Records provided
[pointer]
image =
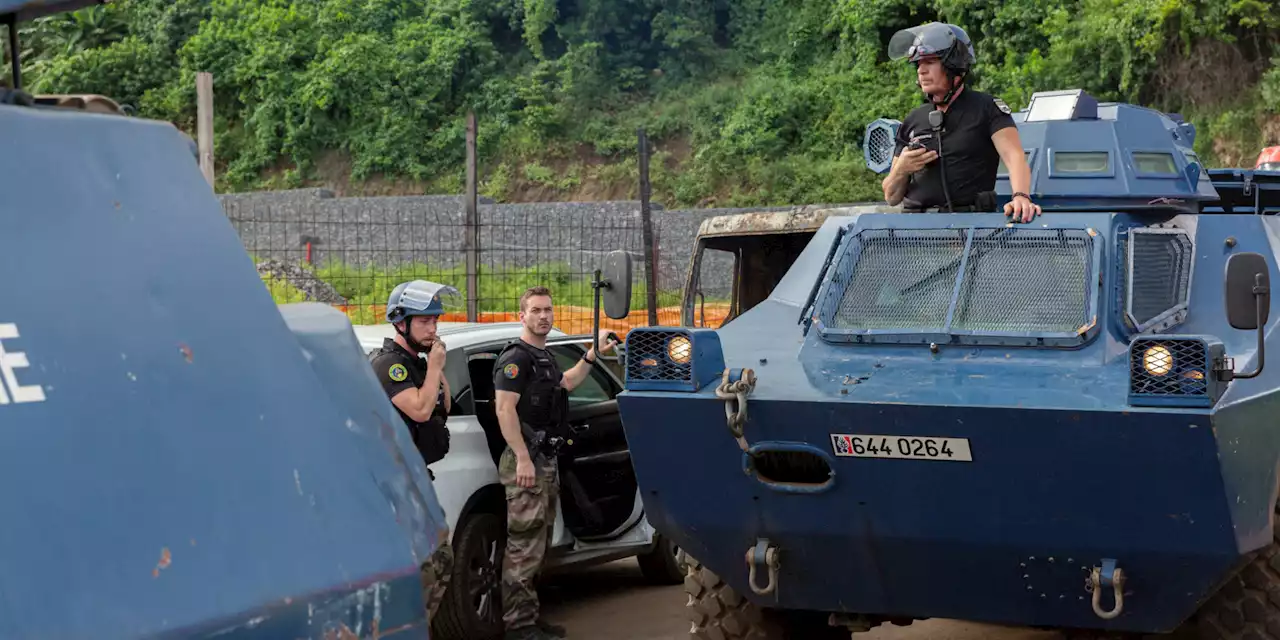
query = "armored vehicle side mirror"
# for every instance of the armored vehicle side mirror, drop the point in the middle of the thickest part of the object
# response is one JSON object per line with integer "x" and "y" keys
{"x": 616, "y": 282}
{"x": 1248, "y": 301}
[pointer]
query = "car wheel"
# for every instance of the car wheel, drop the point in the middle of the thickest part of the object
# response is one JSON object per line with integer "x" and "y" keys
{"x": 472, "y": 604}
{"x": 663, "y": 563}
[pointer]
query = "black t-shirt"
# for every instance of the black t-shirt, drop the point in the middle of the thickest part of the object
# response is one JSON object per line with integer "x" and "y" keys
{"x": 515, "y": 371}
{"x": 968, "y": 151}
{"x": 397, "y": 370}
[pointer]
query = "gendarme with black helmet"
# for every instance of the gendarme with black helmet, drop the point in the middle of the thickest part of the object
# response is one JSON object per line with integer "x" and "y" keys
{"x": 950, "y": 147}
{"x": 417, "y": 387}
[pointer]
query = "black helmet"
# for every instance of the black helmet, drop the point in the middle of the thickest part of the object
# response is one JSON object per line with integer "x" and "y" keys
{"x": 946, "y": 41}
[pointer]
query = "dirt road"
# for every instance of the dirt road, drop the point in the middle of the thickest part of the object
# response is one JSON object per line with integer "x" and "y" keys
{"x": 612, "y": 602}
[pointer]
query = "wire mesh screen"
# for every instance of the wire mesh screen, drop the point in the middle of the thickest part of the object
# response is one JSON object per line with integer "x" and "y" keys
{"x": 1034, "y": 280}
{"x": 1169, "y": 368}
{"x": 881, "y": 145}
{"x": 1014, "y": 280}
{"x": 899, "y": 279}
{"x": 352, "y": 251}
{"x": 659, "y": 356}
{"x": 1160, "y": 272}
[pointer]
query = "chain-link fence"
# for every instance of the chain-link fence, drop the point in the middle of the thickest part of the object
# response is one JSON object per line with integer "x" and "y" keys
{"x": 352, "y": 251}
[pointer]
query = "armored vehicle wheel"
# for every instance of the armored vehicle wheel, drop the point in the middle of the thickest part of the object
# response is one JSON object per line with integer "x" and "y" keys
{"x": 472, "y": 603}
{"x": 718, "y": 612}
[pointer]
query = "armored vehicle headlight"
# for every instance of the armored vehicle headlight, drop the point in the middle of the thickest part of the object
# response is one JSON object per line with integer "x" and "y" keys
{"x": 680, "y": 350}
{"x": 1157, "y": 360}
{"x": 1174, "y": 370}
{"x": 672, "y": 359}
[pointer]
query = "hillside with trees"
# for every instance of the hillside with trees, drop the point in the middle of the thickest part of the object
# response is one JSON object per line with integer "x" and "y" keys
{"x": 746, "y": 101}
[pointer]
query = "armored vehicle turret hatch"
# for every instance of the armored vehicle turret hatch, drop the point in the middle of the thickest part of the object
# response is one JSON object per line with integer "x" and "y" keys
{"x": 1065, "y": 424}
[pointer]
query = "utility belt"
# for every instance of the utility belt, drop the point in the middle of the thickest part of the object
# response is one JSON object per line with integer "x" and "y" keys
{"x": 432, "y": 438}
{"x": 540, "y": 442}
{"x": 983, "y": 202}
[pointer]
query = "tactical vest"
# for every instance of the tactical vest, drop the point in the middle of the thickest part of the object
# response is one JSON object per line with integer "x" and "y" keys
{"x": 544, "y": 405}
{"x": 432, "y": 438}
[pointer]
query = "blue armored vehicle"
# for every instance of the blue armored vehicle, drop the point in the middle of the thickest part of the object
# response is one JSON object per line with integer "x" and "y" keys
{"x": 1061, "y": 424}
{"x": 179, "y": 457}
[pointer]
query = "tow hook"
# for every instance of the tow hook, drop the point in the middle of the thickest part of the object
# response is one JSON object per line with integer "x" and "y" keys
{"x": 763, "y": 553}
{"x": 734, "y": 388}
{"x": 1104, "y": 576}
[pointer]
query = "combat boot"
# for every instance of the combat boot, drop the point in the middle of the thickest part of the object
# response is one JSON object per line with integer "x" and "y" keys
{"x": 530, "y": 632}
{"x": 552, "y": 630}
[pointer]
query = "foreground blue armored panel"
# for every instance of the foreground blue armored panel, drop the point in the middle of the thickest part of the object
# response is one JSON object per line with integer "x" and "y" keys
{"x": 31, "y": 9}
{"x": 958, "y": 417}
{"x": 177, "y": 458}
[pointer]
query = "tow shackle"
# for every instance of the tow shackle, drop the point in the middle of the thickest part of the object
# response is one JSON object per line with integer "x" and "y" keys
{"x": 1107, "y": 575}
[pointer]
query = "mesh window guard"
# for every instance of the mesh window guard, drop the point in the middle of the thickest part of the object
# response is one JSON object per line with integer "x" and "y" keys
{"x": 1002, "y": 286}
{"x": 1157, "y": 280}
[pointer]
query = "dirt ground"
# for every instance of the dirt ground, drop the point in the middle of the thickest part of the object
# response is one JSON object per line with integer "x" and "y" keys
{"x": 612, "y": 602}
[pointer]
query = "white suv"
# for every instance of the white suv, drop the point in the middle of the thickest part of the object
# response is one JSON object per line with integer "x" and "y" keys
{"x": 599, "y": 517}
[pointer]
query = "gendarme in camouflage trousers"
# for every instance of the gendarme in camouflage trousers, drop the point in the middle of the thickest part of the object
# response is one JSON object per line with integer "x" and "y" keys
{"x": 530, "y": 520}
{"x": 435, "y": 577}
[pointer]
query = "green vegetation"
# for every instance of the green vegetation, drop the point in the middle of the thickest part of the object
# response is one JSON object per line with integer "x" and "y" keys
{"x": 368, "y": 288}
{"x": 746, "y": 101}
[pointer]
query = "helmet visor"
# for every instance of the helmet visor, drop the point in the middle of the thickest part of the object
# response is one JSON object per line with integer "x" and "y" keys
{"x": 915, "y": 42}
{"x": 420, "y": 293}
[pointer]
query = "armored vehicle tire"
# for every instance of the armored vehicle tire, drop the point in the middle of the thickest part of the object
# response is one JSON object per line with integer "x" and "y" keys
{"x": 663, "y": 563}
{"x": 718, "y": 612}
{"x": 472, "y": 603}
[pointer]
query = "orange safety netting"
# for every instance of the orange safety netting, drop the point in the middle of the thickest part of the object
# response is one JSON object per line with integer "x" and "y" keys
{"x": 570, "y": 319}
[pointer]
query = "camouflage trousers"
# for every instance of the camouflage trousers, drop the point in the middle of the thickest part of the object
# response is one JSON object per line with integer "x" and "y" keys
{"x": 530, "y": 520}
{"x": 435, "y": 577}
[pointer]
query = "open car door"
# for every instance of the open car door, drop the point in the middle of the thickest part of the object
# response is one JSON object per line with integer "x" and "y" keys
{"x": 598, "y": 485}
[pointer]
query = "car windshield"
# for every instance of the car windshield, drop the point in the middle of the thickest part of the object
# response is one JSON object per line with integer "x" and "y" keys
{"x": 1006, "y": 280}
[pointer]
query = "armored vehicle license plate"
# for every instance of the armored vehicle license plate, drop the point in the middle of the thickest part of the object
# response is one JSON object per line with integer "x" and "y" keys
{"x": 901, "y": 447}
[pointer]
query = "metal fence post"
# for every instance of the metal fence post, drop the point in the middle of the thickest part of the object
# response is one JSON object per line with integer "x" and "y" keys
{"x": 205, "y": 123}
{"x": 650, "y": 268}
{"x": 472, "y": 224}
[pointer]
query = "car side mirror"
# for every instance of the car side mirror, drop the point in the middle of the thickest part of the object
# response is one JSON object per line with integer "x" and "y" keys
{"x": 616, "y": 282}
{"x": 1248, "y": 300}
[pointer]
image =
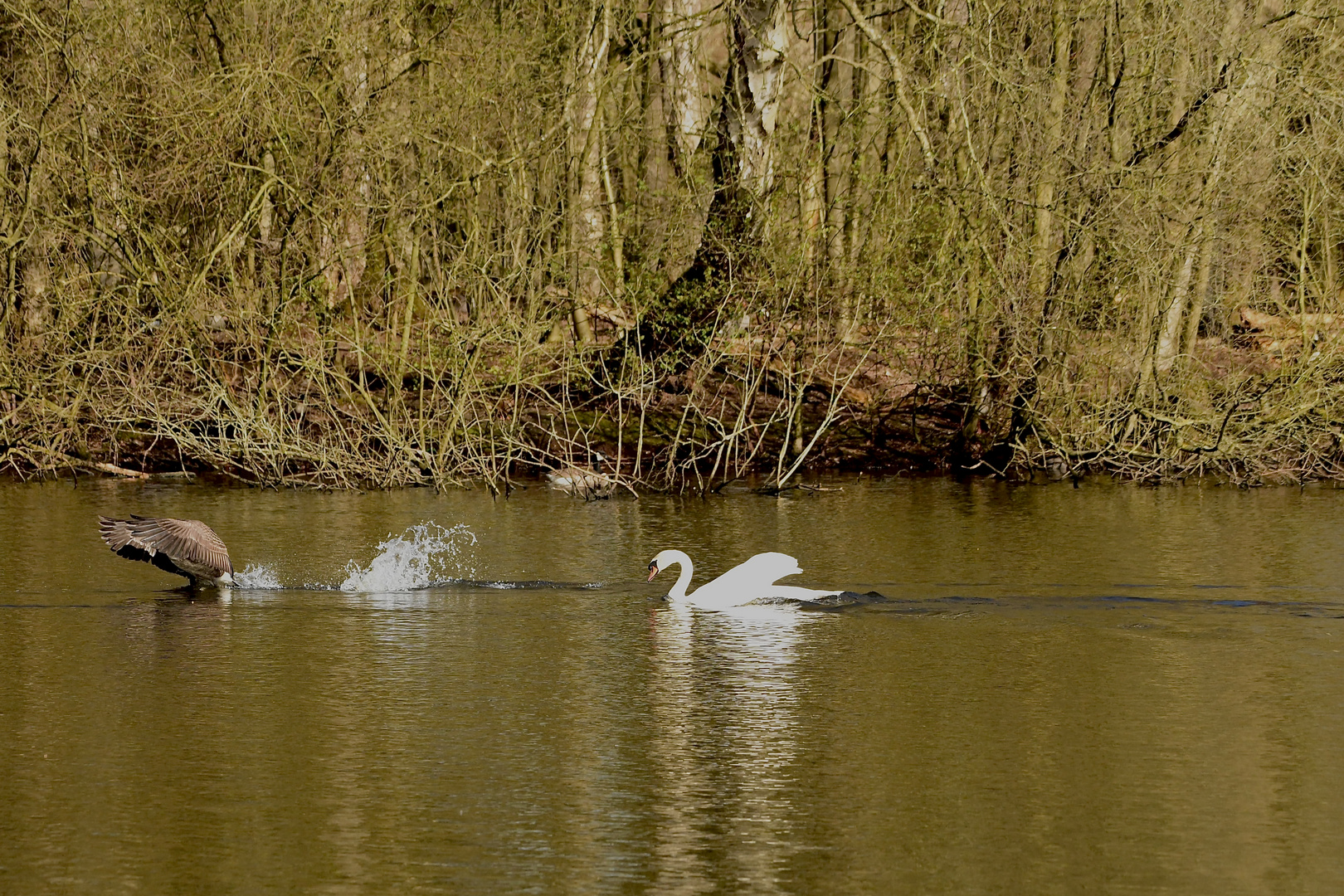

Short task
Which lines in the items above contain the string "tire"? Copy each of those lines in full.

Response to this exercise
query = "armored vehicle tire"
# for every instance of the armored vehicle tire, drop the point in the middle of the thickest part of the object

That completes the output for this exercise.